— begin —

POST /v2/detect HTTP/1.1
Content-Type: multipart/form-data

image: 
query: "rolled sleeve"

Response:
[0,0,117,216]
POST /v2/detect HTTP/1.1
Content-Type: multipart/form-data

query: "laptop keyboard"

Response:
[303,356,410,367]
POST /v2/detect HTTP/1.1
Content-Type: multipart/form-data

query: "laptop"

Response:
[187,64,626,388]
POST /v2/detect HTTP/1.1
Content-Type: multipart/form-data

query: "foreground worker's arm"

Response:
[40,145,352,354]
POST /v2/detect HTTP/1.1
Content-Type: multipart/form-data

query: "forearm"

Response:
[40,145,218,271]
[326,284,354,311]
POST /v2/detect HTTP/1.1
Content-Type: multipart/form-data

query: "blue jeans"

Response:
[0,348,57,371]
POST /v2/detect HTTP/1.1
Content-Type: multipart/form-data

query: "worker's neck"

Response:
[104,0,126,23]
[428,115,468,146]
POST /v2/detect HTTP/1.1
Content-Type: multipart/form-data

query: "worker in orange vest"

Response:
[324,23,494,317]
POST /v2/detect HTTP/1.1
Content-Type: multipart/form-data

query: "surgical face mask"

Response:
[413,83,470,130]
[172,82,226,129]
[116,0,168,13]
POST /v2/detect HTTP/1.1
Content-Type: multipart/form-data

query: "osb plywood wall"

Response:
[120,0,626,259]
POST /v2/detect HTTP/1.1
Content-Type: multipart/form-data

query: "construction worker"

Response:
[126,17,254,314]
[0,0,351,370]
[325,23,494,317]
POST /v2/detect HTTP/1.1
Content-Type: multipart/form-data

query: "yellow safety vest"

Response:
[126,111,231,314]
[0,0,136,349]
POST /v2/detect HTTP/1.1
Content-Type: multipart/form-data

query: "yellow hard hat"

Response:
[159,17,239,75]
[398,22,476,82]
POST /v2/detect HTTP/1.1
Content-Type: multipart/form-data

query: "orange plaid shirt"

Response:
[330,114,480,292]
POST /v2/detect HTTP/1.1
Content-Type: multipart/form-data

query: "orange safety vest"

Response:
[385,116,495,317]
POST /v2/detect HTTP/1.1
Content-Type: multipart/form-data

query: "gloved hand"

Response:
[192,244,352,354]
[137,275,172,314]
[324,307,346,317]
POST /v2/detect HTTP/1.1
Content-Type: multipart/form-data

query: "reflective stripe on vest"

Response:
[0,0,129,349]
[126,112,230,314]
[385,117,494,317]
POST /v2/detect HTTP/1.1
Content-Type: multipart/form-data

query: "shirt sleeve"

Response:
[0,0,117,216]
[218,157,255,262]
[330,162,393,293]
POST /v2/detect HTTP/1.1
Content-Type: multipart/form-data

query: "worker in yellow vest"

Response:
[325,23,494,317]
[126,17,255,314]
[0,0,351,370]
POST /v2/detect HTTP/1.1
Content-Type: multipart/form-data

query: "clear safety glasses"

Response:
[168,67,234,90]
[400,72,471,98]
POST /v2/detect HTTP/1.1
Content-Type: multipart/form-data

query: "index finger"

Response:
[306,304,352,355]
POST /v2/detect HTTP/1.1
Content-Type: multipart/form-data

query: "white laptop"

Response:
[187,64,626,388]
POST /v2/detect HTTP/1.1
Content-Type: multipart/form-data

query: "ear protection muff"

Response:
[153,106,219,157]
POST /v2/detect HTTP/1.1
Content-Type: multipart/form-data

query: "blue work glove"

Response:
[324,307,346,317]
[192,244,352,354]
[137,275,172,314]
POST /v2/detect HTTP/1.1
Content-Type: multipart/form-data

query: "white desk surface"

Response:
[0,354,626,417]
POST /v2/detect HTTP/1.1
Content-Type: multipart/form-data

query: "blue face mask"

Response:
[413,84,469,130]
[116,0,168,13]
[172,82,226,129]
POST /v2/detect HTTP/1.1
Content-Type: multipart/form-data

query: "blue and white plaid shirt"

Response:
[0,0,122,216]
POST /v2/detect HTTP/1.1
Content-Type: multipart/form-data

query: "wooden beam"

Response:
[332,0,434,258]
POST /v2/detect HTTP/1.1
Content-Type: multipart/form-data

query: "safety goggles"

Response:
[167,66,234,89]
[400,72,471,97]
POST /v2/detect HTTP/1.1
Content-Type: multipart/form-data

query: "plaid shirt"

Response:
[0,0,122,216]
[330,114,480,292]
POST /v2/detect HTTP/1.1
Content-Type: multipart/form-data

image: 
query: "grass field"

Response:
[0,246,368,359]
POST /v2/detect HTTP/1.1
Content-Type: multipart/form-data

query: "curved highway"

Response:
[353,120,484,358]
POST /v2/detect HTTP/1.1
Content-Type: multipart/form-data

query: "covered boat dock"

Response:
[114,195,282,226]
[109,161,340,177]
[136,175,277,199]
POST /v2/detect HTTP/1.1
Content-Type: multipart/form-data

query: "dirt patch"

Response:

— end —

### Objective
Lay out the whole listing above as a Markdown table with the columns Row and Listing line. Give each non-blank line its own numbered row and omit the blank lines.

### Result of this exercise
| Row | Listing line |
|---|---|
| 1 | POST /v2/detect HTTP/1.1 |
| 2 | Content-Type: multipart/form-data |
| 3 | image:  |
| 4 | query: "rolled sleeve" |
| 5 | Response: |
| 6 | [0,0,117,216] |
| 7 | POST /v2/detect HTTP/1.1 |
| 8 | Content-Type: multipart/form-data |
| 9 | query: "laptop keyboard" |
| 10 | Response: |
| 11 | [303,356,410,367] |
| 12 | POST /v2/detect HTTP/1.1 |
| 13 | Content-Type: multipart/form-data |
| 14 | query: "laptop" |
| 15 | Response: |
| 16 | [187,64,626,388] |
| 17 | POST /v2/detect HTTP/1.1 |
| 18 | Content-Type: multipart/form-data |
| 19 | query: "foreground worker's arm" |
| 20 | Response: |
| 21 | [40,145,352,354] |
| 22 | POST /v2/detect HTTP/1.1 |
| 23 | Content-Type: multipart/form-data |
| 24 | query: "forearm" |
| 25 | Response: |
| 26 | [40,145,218,271] |
| 27 | [326,284,354,311] |
| 28 | POST /v2/detect HTTP/1.1 |
| 29 | Content-Type: multipart/form-data |
| 30 | query: "blue jeans" |
| 31 | Response: |
| 32 | [0,348,57,371] |
| 33 | POST /v2/detect HTTP/1.1 |
| 34 | Content-Type: multipart/form-data |
| 35 | query: "worker's neck" |
| 36 | Response: |
| 37 | [104,0,126,23] |
| 38 | [428,115,468,146] |
| 39 | POST /v2/detect HTTP/1.1 |
| 40 | Content-Type: multipart/form-data |
| 41 | query: "worker in orange vest" |
| 42 | Response: |
| 43 | [324,23,494,317] |
| 44 | POST /v2/detect HTTP/1.1 |
| 45 | Content-Type: multipart/form-data |
| 46 | query: "surgical face mask" |
| 47 | Response: |
| 48 | [413,83,470,130] |
| 49 | [172,82,226,129] |
| 50 | [116,0,168,13] |
| 51 | POST /v2/detect HTTP/1.1 |
| 52 | Content-Type: multipart/form-data |
| 53 | query: "osb plywood wall" |
| 54 | Response: |
| 55 | [120,0,626,259] |
| 56 | POST /v2/detect HTTP/1.1 |
| 57 | Content-Type: multipart/form-data |
| 58 | query: "construction worker" |
| 59 | Response: |
| 60 | [126,17,254,314] |
| 61 | [0,0,351,370] |
| 62 | [325,23,494,317] |
| 63 | POST /v2/detect HTTP/1.1 |
| 64 | Content-Type: multipart/form-data |
| 65 | query: "yellow safety vest" |
| 66 | Response: |
| 67 | [126,111,231,314] |
| 68 | [0,0,136,349] |
| 69 | POST /v2/detect HTTP/1.1 |
| 70 | Content-Type: multipart/form-data |
| 71 | query: "yellow hard hat" |
| 72 | Response: |
| 73 | [159,17,239,75] |
| 74 | [398,22,476,82] |
| 75 | POST /v2/detect HTTP/1.1 |
| 76 | Content-Type: multipart/form-data |
| 77 | query: "orange plaid shirt" |
| 78 | Response: |
| 79 | [330,114,480,292] |
| 80 | POST /v2/detect HTTP/1.1 |
| 81 | Content-Type: multipart/form-data |
| 82 | query: "orange safety vest" |
| 83 | Response: |
| 84 | [385,116,495,317] |
| 85 | POST /v2/detect HTTP/1.1 |
| 86 | Content-Type: multipart/form-data |
| 87 | query: "gloved hand" |
| 88 | Response: |
| 89 | [192,244,352,354] |
| 90 | [137,275,172,314] |
| 91 | [324,307,346,317] |
| 92 | POST /v2/detect HTTP/1.1 |
| 93 | Content-Type: multipart/form-data |
| 94 | query: "reflective stripe on vest" |
| 95 | Response: |
| 96 | [0,0,129,349] |
| 97 | [126,112,230,314] |
| 98 | [385,117,494,317] |
| 99 | POST /v2/detect HTTP/1.1 |
| 100 | Content-Type: multipart/form-data |
| 101 | query: "shirt sleeve" |
| 102 | Response: |
| 103 | [0,0,117,216] |
| 104 | [218,157,255,262] |
| 105 | [330,162,393,293] |
| 106 | POST /v2/detect HTTP/1.1 |
| 107 | Content-Type: multipart/form-data |
| 108 | query: "worker in yellow vest" |
| 109 | Response: |
| 110 | [325,23,494,317] |
| 111 | [126,17,255,314] |
| 112 | [0,0,351,370] |
| 113 | POST /v2/detect HTTP/1.1 |
| 114 | Content-Type: multipart/form-data |
| 115 | query: "clear safety glasses" |
| 116 | Response: |
| 117 | [168,67,234,90] |
| 118 | [400,72,471,98] |
| 119 | POST /v2/detect HTTP/1.1 |
| 120 | Content-Type: multipart/form-data |
| 121 | query: "index finger" |
| 122 | Response: |
| 123 | [306,304,352,355] |
| 124 | POST /v2/detect HTTP/1.1 |
| 125 | Content-Type: multipart/form-data |
| 126 | query: "white laptop" |
| 127 | Response: |
| 128 | [187,64,626,388] |
| 129 | POST /v2/detect HTTP/1.1 |
| 130 | Content-Type: multipart/form-data |
| 131 | query: "ear protection muff" |
| 132 | Response: |
| 133 | [153,106,219,157] |
| 134 | POST /v2/detect HTTP/1.1 |
| 135 | Content-Type: multipart/form-data |
| 136 | query: "blue work glove" |
| 137 | Response: |
| 138 | [324,307,346,317] |
| 139 | [192,244,352,354] |
| 140 | [137,275,172,314] |
| 141 | POST /v2/detect HTTP/1.1 |
| 142 | Content-Type: multipart/form-data |
| 143 | query: "white desk surface" |
| 144 | Response: |
| 145 | [0,354,626,417] |
| 146 | POST /v2/detect HTTP/1.1 |
| 147 | Content-Type: multipart/form-data |
| 148 | query: "blue face mask" |
| 149 | Response: |
| 150 | [413,84,469,130] |
| 151 | [116,0,168,13] |
| 152 | [172,82,226,129] |
| 153 | POST /v2/detect HTTP/1.1 |
| 154 | Content-Type: multipart/form-data |
| 155 | query: "blue and white plaid shirt" |
| 156 | Response: |
| 157 | [0,0,122,216] |
| 158 | POST /v2/detect HTTP/1.1 |
| 159 | Content-Type: multipart/form-data |
| 160 | query: "wooden beam" |
| 161 | Response: |
| 162 | [332,0,434,258] |
| 163 | POST /v2/detect HTTP/1.1 |
| 164 | Content-Type: multipart/form-data |
| 165 | query: "safety goggles" |
| 166 | Response: |
| 167 | [167,66,234,89] |
| 168 | [400,72,471,97] |
| 169 | POST /v2/detect HTTP/1.1 |
| 170 | Content-Type: multipart/form-data |
| 171 | query: "plaid shirt" |
| 172 | Response: |
| 173 | [0,0,122,216] |
| 174 | [330,114,480,292] |
| 175 | POST /v2/detect HTTP/1.1 |
| 176 | Content-Type: multipart/form-data |
| 177 | image:  |
| 178 | query: "grass field" |
| 179 | Response: |
| 180 | [0,246,368,359] |
| 181 | POST /v2/detect HTTP/1.1 |
| 182 | Content-Type: multipart/form-data |
| 183 | query: "curved highway" |
| 184 | Response: |
| 185 | [353,120,484,358] |
| 186 | POST /v2/detect HTTP/1.1 |
| 187 | Content-Type: multipart/form-data |
| 188 | query: "covered boat dock" |
| 189 | Response: |
| 190 | [114,195,282,226] |
| 191 | [109,161,340,177] |
| 192 | [136,175,277,199] |
| 193 | POST /v2/detect HTTP/1.1 |
| 194 | Content-Type: multipart/form-data |
| 195 | query: "dirt patch" |
| 196 | Response: |